### Written exercise
Output the lines below verbatim, beginning with the line that contains "of the sandy" and continuing through the final line of the records.

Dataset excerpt
****************

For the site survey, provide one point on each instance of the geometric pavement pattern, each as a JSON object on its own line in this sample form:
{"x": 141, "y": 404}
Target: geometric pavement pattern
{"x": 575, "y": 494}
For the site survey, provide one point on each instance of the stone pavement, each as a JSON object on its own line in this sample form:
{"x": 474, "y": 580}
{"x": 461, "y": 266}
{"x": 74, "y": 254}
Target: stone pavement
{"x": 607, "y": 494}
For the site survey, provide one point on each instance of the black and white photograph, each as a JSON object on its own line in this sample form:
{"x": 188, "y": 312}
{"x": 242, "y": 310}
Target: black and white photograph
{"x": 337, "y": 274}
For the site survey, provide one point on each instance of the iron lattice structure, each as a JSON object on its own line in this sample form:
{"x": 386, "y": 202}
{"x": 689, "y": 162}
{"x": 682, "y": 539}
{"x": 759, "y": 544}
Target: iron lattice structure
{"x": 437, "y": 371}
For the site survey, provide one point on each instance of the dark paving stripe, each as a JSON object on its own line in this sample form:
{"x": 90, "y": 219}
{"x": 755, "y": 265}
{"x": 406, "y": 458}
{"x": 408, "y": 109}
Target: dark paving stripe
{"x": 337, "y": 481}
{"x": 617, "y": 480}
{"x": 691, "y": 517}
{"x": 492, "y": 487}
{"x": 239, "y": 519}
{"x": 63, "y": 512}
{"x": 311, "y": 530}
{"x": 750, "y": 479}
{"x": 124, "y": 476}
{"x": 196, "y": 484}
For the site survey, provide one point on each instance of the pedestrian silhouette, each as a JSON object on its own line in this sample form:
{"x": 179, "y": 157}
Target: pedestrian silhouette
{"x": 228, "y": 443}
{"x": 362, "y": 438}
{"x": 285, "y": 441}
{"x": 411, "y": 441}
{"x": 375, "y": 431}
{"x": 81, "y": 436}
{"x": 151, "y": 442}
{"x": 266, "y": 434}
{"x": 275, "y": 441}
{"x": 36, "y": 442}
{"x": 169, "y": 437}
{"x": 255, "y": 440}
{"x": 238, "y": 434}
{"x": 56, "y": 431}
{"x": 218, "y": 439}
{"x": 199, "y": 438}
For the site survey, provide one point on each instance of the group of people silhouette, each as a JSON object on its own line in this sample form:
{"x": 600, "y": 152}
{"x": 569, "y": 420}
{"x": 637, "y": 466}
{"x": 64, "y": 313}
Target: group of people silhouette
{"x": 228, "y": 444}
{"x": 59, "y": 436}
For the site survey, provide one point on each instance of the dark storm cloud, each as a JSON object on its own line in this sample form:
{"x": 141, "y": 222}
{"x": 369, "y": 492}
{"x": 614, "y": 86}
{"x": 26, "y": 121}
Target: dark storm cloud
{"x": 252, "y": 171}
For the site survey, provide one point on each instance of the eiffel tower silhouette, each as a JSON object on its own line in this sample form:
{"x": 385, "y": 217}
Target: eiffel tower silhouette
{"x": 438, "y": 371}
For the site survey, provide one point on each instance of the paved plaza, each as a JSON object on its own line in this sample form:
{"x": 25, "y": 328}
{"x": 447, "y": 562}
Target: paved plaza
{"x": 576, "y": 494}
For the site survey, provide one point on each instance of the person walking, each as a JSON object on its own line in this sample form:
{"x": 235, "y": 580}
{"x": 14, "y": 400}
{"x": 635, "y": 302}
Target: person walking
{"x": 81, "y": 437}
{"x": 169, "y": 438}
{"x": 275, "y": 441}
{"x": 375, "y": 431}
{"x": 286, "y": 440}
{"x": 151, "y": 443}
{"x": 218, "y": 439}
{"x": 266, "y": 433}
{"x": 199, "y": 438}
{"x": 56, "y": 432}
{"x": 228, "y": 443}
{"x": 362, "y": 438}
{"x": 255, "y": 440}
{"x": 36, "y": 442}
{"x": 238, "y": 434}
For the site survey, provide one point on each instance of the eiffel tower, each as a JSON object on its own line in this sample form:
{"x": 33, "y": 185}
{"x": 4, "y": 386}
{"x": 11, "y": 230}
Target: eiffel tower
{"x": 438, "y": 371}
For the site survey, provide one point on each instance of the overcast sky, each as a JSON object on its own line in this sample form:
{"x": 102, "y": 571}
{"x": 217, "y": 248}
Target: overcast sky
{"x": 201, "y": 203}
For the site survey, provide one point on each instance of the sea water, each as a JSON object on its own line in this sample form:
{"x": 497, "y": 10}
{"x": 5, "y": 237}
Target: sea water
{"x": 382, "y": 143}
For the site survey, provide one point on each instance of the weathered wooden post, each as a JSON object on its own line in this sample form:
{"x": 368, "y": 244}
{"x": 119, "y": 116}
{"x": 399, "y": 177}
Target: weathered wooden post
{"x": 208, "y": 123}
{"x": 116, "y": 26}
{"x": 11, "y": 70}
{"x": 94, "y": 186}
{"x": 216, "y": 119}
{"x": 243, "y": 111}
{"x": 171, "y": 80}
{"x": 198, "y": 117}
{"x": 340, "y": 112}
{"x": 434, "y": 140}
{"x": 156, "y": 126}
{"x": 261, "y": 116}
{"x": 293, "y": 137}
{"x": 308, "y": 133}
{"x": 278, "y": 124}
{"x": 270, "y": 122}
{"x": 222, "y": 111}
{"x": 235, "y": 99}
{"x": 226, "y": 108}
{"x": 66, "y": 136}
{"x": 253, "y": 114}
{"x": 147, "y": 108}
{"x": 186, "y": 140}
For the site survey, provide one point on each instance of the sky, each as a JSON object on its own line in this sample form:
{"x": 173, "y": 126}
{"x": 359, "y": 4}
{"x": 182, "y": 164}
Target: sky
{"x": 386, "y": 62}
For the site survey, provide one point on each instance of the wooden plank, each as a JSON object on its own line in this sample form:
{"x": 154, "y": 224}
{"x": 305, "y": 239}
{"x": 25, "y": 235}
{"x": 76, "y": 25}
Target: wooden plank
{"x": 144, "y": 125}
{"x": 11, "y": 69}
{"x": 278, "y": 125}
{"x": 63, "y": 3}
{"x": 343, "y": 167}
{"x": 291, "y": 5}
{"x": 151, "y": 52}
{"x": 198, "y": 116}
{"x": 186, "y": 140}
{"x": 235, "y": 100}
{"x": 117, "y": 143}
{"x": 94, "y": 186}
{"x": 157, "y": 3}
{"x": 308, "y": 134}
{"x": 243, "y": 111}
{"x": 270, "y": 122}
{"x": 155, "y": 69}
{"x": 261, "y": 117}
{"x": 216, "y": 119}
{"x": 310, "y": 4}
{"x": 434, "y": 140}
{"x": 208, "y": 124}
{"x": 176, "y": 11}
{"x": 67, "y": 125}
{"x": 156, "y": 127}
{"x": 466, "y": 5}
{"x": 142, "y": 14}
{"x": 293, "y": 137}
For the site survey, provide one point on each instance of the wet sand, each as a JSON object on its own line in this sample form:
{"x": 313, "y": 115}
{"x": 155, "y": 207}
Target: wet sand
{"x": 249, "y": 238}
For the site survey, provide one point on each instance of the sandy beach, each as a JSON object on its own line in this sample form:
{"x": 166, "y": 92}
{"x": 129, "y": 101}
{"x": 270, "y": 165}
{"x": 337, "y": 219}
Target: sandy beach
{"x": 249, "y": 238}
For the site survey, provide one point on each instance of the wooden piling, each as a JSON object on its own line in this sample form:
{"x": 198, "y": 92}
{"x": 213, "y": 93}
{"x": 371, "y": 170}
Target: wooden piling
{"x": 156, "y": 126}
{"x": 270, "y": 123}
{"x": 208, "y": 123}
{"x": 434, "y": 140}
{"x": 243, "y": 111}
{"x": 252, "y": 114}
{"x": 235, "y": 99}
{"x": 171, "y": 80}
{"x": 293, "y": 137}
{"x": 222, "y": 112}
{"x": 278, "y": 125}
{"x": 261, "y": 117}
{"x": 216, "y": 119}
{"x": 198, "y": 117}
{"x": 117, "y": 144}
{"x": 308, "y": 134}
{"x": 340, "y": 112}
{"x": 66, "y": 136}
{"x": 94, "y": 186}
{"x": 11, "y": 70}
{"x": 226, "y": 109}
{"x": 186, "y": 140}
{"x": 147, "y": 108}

****************

### Finished task
For the site survey, provide one point on each instance of the sandy beach, each as a JSON object on its own line in this sample form:
{"x": 166, "y": 92}
{"x": 129, "y": 101}
{"x": 270, "y": 165}
{"x": 337, "y": 219}
Target: sandy beach
{"x": 249, "y": 238}
For the site survey, provide one point on each instance of the wooden piling, each as a JSON object on its own line in this sample form:
{"x": 198, "y": 92}
{"x": 213, "y": 93}
{"x": 371, "y": 170}
Target: wooden piling
{"x": 156, "y": 126}
{"x": 270, "y": 123}
{"x": 208, "y": 123}
{"x": 434, "y": 140}
{"x": 243, "y": 111}
{"x": 252, "y": 114}
{"x": 235, "y": 99}
{"x": 171, "y": 80}
{"x": 293, "y": 137}
{"x": 222, "y": 112}
{"x": 278, "y": 125}
{"x": 261, "y": 117}
{"x": 216, "y": 119}
{"x": 198, "y": 117}
{"x": 117, "y": 144}
{"x": 308, "y": 134}
{"x": 340, "y": 112}
{"x": 66, "y": 136}
{"x": 94, "y": 186}
{"x": 11, "y": 70}
{"x": 226, "y": 109}
{"x": 186, "y": 140}
{"x": 147, "y": 108}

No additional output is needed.